Work to be completed: Return a copy of every line in the data below that contains "driver".

Source data:
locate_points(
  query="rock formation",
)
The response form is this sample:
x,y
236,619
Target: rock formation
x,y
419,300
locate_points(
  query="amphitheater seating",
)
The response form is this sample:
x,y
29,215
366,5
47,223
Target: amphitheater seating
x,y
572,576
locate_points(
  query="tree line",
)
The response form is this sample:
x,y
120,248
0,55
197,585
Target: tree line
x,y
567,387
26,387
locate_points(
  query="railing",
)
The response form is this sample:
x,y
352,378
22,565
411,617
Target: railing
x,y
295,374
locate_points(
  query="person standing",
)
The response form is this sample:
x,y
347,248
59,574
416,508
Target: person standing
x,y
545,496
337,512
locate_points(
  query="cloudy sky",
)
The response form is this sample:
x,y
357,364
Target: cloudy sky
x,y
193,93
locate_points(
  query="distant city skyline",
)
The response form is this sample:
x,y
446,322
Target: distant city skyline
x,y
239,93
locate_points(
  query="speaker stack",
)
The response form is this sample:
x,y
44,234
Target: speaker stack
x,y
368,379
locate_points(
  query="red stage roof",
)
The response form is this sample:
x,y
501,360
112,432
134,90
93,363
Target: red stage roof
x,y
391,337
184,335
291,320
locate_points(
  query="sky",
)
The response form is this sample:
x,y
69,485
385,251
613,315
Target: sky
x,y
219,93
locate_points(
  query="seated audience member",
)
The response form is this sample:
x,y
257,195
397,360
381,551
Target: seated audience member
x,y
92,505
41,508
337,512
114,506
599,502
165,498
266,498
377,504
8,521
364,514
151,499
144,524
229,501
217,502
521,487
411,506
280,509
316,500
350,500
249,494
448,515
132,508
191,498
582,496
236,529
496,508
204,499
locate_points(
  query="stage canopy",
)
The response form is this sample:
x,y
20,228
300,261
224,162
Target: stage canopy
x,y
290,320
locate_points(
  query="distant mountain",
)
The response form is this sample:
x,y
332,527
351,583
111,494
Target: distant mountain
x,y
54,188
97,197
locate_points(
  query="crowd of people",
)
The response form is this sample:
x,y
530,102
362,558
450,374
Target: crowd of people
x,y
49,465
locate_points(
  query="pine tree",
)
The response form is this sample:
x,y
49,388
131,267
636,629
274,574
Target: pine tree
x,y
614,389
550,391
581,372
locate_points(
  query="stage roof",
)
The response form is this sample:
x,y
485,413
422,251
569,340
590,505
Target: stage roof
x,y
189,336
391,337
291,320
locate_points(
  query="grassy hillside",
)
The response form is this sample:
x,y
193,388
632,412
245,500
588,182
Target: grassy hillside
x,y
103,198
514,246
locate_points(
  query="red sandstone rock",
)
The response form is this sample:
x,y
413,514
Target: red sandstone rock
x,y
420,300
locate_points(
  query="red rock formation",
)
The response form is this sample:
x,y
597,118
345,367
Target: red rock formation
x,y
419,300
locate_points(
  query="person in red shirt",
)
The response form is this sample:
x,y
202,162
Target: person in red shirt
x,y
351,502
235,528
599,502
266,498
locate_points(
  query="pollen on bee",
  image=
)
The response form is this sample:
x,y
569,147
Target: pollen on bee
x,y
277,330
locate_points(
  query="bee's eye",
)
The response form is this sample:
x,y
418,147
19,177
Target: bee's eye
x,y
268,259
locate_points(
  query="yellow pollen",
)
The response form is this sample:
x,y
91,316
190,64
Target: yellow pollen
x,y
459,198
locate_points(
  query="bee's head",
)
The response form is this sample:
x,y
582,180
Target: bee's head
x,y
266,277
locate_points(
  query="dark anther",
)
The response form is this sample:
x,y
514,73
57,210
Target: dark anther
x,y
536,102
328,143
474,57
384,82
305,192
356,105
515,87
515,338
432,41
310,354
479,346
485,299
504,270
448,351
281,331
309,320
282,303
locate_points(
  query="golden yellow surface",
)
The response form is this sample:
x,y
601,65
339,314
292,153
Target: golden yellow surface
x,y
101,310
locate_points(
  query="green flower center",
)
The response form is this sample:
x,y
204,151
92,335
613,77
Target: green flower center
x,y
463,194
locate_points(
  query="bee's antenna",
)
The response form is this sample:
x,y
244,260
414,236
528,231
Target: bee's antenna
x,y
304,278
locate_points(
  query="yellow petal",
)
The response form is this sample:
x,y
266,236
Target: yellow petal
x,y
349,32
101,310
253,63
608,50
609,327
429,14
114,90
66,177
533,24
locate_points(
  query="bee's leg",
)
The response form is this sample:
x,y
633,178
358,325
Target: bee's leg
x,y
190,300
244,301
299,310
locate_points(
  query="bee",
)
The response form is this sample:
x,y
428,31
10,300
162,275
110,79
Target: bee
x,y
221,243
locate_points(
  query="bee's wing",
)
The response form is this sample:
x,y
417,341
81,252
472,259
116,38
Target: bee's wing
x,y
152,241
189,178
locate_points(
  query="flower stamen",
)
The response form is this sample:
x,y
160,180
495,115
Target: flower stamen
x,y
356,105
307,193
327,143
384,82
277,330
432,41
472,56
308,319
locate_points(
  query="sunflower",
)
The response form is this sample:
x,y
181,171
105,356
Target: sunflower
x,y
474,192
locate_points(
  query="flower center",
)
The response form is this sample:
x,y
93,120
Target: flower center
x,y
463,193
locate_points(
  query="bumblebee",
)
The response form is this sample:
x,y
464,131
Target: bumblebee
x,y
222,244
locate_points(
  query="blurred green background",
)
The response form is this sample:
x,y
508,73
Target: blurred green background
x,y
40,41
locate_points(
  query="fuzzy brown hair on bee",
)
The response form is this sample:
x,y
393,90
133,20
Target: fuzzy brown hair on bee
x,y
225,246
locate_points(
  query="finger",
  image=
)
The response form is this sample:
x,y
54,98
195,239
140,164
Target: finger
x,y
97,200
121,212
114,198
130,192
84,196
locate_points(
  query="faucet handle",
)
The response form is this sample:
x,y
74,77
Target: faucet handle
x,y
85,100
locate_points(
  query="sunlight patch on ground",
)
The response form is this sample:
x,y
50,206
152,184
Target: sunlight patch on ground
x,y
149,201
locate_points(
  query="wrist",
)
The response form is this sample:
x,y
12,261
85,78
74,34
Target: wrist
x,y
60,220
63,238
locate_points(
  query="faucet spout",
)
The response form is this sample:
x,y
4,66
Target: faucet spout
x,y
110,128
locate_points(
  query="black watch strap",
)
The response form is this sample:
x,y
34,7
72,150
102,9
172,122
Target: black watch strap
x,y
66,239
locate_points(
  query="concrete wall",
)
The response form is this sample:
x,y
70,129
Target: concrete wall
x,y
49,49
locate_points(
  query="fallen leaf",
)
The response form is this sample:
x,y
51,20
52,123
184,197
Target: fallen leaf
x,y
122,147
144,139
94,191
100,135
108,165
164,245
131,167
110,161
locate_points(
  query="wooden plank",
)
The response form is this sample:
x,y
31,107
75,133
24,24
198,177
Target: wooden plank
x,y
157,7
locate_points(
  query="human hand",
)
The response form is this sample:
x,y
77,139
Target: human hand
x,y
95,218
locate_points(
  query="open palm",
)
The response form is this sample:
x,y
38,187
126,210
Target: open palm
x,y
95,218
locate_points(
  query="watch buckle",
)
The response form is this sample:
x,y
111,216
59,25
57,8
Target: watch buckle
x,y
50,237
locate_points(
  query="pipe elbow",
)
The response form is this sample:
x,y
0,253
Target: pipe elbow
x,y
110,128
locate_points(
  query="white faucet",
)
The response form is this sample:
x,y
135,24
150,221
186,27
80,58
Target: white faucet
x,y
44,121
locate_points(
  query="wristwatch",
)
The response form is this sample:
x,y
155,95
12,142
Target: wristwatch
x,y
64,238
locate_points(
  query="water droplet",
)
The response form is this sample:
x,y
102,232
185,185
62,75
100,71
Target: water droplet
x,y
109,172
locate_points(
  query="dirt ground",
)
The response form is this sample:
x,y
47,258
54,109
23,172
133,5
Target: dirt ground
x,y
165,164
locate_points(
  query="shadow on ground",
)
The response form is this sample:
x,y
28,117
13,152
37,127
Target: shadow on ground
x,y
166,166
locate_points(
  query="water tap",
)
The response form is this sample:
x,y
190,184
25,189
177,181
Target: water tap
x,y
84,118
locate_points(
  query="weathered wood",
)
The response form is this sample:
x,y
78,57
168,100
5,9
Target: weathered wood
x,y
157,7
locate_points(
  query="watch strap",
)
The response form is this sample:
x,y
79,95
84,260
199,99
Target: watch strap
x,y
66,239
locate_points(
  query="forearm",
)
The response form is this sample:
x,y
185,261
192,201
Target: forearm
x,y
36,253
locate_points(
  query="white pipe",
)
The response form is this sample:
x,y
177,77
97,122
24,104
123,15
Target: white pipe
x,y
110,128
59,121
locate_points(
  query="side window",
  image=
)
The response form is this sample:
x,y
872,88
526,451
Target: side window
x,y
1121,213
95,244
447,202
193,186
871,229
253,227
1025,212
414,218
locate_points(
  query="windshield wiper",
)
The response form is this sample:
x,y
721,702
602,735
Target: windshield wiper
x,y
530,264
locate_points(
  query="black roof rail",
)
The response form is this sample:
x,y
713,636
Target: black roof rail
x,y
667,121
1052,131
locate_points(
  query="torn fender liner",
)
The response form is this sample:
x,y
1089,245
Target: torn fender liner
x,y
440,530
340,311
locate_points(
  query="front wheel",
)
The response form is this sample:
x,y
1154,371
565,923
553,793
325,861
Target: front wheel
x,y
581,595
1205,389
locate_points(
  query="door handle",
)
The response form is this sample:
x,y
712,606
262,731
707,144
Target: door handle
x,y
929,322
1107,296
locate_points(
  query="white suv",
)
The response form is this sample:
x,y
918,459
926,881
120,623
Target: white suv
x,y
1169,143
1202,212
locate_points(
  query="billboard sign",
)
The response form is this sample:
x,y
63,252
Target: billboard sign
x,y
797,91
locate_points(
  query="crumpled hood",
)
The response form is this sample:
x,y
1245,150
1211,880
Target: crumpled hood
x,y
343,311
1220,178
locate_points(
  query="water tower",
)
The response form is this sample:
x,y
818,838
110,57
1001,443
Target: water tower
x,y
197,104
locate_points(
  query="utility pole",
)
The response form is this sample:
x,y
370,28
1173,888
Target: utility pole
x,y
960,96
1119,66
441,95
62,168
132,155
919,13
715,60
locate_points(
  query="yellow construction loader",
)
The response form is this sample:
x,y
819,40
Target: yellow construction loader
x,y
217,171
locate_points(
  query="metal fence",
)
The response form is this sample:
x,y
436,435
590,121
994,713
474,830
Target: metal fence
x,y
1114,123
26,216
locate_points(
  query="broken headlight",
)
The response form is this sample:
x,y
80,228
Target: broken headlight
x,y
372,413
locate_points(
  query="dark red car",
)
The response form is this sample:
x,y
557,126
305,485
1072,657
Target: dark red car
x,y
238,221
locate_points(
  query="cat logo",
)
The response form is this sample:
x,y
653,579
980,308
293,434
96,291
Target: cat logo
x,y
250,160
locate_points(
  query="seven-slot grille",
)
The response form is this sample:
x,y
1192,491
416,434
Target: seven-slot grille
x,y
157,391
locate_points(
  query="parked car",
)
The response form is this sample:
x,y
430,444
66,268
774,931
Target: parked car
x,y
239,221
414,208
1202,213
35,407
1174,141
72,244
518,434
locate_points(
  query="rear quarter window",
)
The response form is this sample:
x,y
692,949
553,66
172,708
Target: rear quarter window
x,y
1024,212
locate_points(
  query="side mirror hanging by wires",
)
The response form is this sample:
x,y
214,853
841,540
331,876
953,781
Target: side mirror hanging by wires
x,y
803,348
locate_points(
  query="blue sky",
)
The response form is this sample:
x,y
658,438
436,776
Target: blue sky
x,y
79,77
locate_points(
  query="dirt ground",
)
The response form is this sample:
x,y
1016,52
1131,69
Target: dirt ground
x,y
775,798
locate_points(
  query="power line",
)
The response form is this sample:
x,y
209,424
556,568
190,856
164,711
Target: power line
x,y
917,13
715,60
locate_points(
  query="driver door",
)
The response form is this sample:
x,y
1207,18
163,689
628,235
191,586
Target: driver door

Output of the task:
  query="driver door",
Target: driver door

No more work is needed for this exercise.